Rewrite only the records in the part that opens with the line containing "Where can the blue" and closes with the line containing "Target: dirt slope", changing every "pin" to "marker" and keeping everything else the same.

* START *

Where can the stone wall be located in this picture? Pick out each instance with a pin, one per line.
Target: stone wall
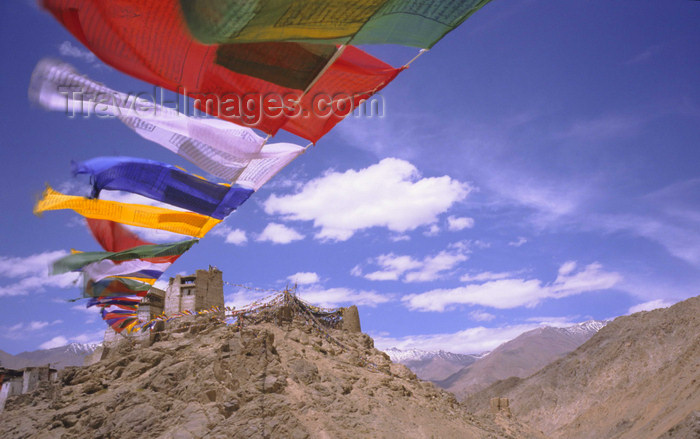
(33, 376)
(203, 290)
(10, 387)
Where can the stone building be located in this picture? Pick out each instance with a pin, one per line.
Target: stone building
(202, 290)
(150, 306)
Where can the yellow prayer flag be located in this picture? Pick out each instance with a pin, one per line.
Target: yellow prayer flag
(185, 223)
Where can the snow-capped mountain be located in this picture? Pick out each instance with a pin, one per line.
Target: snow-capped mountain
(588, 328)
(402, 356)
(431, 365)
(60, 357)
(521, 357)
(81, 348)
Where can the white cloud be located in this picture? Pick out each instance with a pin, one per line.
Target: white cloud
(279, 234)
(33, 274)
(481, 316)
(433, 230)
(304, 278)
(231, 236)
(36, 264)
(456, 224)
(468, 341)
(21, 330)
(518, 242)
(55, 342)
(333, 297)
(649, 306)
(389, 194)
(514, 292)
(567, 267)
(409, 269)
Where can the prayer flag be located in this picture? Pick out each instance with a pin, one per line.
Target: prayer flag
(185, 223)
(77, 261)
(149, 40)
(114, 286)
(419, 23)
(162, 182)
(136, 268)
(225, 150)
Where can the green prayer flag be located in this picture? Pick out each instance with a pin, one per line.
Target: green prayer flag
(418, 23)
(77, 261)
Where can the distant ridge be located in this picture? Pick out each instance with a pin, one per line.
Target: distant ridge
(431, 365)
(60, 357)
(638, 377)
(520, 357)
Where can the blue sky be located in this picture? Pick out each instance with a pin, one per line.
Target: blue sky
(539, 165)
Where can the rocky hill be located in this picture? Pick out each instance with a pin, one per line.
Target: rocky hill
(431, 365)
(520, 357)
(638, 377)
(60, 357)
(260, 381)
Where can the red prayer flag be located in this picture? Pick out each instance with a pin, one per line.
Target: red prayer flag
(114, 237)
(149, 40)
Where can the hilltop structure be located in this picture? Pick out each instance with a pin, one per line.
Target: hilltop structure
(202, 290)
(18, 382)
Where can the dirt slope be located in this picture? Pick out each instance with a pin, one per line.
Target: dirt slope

* END *
* START *

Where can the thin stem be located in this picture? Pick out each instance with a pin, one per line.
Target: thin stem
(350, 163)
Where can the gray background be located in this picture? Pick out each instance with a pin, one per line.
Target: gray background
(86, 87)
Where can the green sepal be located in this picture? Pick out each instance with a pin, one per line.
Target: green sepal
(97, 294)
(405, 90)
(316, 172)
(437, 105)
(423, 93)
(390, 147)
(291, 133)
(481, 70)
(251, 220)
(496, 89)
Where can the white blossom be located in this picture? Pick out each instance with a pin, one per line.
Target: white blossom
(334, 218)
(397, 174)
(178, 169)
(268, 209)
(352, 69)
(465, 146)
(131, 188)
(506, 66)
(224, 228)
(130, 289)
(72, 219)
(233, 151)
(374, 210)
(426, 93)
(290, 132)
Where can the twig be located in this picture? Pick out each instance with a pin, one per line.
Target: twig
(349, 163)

* END *

• **Response to this task**:
Where can the blue sky be located in this picture? Pick out each instance with a marker, one per line.
Target: blue sky
(539, 165)
Where can the rocky hill be located in this picture? Pick out each instance with a marker, one per line.
Target: rocky hill
(431, 365)
(520, 357)
(638, 377)
(60, 357)
(260, 381)
Where can the red prayer flag be located in this picture? Pick out each instance with a marker, one per line.
Target: red prayer flag
(114, 237)
(149, 40)
Where can the hilltop structure be located in this picture? Pick out each instance with a marker, one per line.
Target: hilltop structure
(202, 290)
(18, 382)
Where can the dirt slope be located in this picture? Pick out each instance with a marker, one per line.
Target: dirt slope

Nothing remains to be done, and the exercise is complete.